TASK REQUIREMENTS
**a.** Rewrite the rows from the line containing "task | indicate the roadside" down to the end of the rows, substituting "silver car" for "white car" and leaving everything else unchanged.
**b.** Extend the blog entry about book edits and unfinished Christmas preparations, picking up after its final sentence.
** BEGIN SELECTED PASSAGE **
Sunday, December 5, 2010

Snow pains on the motor veins. . .

December 5, 2010


The last two days have been nothing but me sitting at the computer working on these book edits.

Housework is starting to look desirable at this point.

Even the kids are entertaining.

Keith just shoved a huge chocolate covered peanut butter ball into his mouth.

Tinfoil included.

I almost let it go, waiting for him to realize that he was eating everything, tinfoil and all.

But, my maternal instincts overrode my intense need for entertainment and at the last moment, I told him.

Because wanting to be entertained was also trumped by not wanting to sit in the emergency room because Keith doesn't have the patience to remove tinfoil wrappings.





But I am in the home stretch of the edits.

At least I'd better be.

The marking that is piling higher and higher is almost ready to topple, fall, crash on top of my head and render me unconscious.

Not that actually reading the paper won't result in the same thing, but the process will be slower and less painful.

Nothing for Christmas has been done. . .no shopping, no baking, no nothing.
** END SELECTED PASSAGE **
** BEGIN DATASET EXTRACT **
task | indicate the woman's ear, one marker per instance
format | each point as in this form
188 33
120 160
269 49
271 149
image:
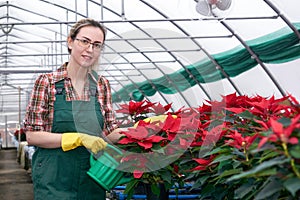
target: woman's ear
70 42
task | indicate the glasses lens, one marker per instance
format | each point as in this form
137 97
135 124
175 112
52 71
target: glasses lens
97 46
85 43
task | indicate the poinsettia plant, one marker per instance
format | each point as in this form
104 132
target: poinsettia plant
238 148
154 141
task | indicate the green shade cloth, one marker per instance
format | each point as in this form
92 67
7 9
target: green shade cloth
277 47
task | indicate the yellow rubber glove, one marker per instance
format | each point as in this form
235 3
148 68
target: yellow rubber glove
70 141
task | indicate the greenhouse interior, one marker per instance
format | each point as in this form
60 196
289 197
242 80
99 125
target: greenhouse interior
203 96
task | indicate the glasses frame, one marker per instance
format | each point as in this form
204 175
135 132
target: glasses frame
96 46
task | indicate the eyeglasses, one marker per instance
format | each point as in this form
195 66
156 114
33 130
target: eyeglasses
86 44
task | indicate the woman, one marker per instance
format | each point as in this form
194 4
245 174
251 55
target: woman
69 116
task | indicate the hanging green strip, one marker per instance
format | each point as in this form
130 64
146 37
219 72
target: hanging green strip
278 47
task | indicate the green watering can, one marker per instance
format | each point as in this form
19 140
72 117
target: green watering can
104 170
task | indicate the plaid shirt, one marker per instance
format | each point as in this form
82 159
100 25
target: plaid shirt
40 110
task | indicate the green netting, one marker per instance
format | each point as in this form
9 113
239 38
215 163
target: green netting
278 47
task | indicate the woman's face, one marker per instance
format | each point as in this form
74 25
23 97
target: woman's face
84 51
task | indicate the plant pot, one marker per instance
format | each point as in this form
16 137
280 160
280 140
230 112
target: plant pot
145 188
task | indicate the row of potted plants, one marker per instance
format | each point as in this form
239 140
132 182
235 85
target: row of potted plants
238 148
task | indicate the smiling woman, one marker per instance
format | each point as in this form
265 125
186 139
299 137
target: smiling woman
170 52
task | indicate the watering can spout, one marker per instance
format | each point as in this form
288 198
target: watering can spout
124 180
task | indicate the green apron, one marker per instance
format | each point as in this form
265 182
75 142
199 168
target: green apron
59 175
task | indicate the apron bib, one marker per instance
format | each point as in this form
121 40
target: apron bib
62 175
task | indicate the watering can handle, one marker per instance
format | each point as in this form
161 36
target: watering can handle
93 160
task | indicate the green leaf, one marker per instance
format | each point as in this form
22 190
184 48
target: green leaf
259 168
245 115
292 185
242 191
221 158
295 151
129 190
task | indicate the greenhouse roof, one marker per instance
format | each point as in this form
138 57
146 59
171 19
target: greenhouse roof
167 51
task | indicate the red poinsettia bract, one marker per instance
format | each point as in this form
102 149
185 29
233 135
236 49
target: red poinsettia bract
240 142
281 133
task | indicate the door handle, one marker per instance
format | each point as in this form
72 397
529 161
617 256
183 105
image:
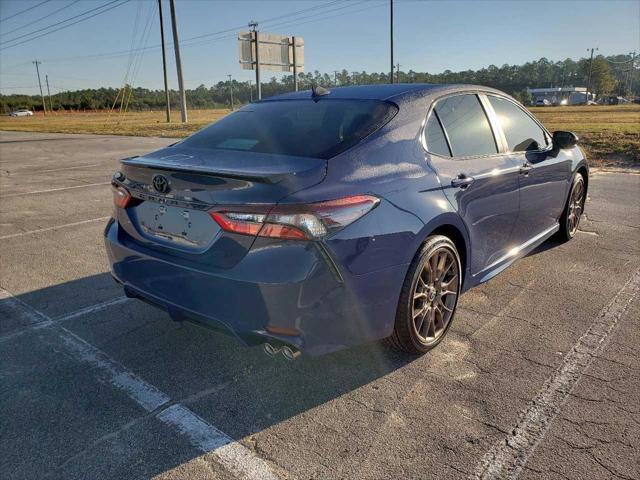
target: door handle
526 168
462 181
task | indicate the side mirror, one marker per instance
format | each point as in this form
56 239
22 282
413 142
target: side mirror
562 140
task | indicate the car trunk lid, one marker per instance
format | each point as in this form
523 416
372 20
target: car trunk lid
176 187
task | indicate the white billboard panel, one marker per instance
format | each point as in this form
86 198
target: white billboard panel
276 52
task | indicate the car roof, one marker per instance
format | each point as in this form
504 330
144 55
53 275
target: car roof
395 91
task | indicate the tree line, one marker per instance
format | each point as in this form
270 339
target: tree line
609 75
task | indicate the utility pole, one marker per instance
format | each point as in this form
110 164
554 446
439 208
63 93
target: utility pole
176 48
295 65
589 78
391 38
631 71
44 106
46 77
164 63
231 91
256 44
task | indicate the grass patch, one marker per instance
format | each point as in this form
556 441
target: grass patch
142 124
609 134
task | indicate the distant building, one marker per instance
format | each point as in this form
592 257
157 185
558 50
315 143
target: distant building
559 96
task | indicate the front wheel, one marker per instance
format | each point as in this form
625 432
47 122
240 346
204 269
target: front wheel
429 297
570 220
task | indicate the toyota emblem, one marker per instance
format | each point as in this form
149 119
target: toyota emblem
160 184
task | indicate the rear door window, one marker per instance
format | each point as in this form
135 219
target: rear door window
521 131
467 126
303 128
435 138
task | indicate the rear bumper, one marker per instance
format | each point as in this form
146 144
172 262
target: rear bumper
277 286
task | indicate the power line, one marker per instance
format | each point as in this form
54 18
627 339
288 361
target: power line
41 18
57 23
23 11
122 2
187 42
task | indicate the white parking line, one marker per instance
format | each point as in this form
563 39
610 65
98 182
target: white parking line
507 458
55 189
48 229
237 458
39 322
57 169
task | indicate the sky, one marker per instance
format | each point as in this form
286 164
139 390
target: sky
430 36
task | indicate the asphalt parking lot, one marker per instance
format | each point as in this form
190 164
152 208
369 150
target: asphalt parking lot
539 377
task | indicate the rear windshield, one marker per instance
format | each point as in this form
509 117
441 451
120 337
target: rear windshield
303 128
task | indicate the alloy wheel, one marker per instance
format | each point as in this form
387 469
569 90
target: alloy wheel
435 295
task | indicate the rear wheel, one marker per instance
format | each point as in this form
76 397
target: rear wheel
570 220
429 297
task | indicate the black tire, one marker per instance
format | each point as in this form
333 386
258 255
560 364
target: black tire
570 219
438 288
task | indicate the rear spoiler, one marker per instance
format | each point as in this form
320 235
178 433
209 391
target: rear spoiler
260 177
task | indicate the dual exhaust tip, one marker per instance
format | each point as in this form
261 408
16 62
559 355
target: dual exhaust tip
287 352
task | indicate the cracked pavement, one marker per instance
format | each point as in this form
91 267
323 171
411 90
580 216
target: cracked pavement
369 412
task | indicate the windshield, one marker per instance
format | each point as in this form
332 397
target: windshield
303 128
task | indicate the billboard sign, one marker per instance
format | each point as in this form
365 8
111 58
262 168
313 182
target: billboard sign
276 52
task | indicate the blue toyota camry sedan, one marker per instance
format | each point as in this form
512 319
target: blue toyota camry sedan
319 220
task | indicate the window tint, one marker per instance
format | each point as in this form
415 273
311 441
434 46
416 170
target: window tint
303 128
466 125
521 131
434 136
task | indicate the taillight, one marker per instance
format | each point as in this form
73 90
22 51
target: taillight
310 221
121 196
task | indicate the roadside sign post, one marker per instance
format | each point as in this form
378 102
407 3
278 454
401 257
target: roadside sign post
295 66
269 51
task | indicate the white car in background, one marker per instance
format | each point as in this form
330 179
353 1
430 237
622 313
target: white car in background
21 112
** END DATASET EXTRACT **
WRITTEN RESPONSES
**a.**
task | indicate the roadside sign post, one marker per instance
format | each point as in this form
378 102
407 3
278 454
401 257
target: roadside sign post
295 66
269 51
task | indicate the silver car in background, one marker per instance
format | each point as in this form
330 179
353 1
430 237
622 313
target: silver car in background
21 112

**b.**
I didn't visit my mother last evening because I am not doing anything I would enjoy until the last word in the last chapter on the last page has been vetted, corrected and ready to move on.

I have everything except the last chapter.

Tomorrow was supposed to be the delivery date, but, Mother Nature has other plans in store for me.

Apparently, we are supposed to get around 20 mm of rain and 25 cm of snow.

Meaning I am going in to grab all that marking on the off chance that I don't get the last chapter.

Cause there is nothing worse than having nothing to do.

Not that I've experienced such a thing since the day Mer was conceived, but I suspect that it's unpleasant. 





The kids, actually more specifically Emily, are anticipating a snow storm of epic proportions. 

Cancelling school and university.

Keith won't have to submit his paper.

Emily won't have to get out of bed before noon.

Stephen won't have to get out of bed before three pm.

I'll have to get up at the usual time, because there isn't a weather condition in existence that will deter Frankie from his morning pee pee. 

Tikka, maybe.

I have seen Tikka, while it rains, stand in the threshold of the front door, four legs firmly rooted to the floor, collar straining around her neck because I am on the other end of the leash, my legs firmly on the cement, both hands on the leash, rain pouring all over me, trying to get this stubborn diva who believes she is just oh-so-too-delicate to get herself wet.

Even during the lightest of drizzles, she behaves like this.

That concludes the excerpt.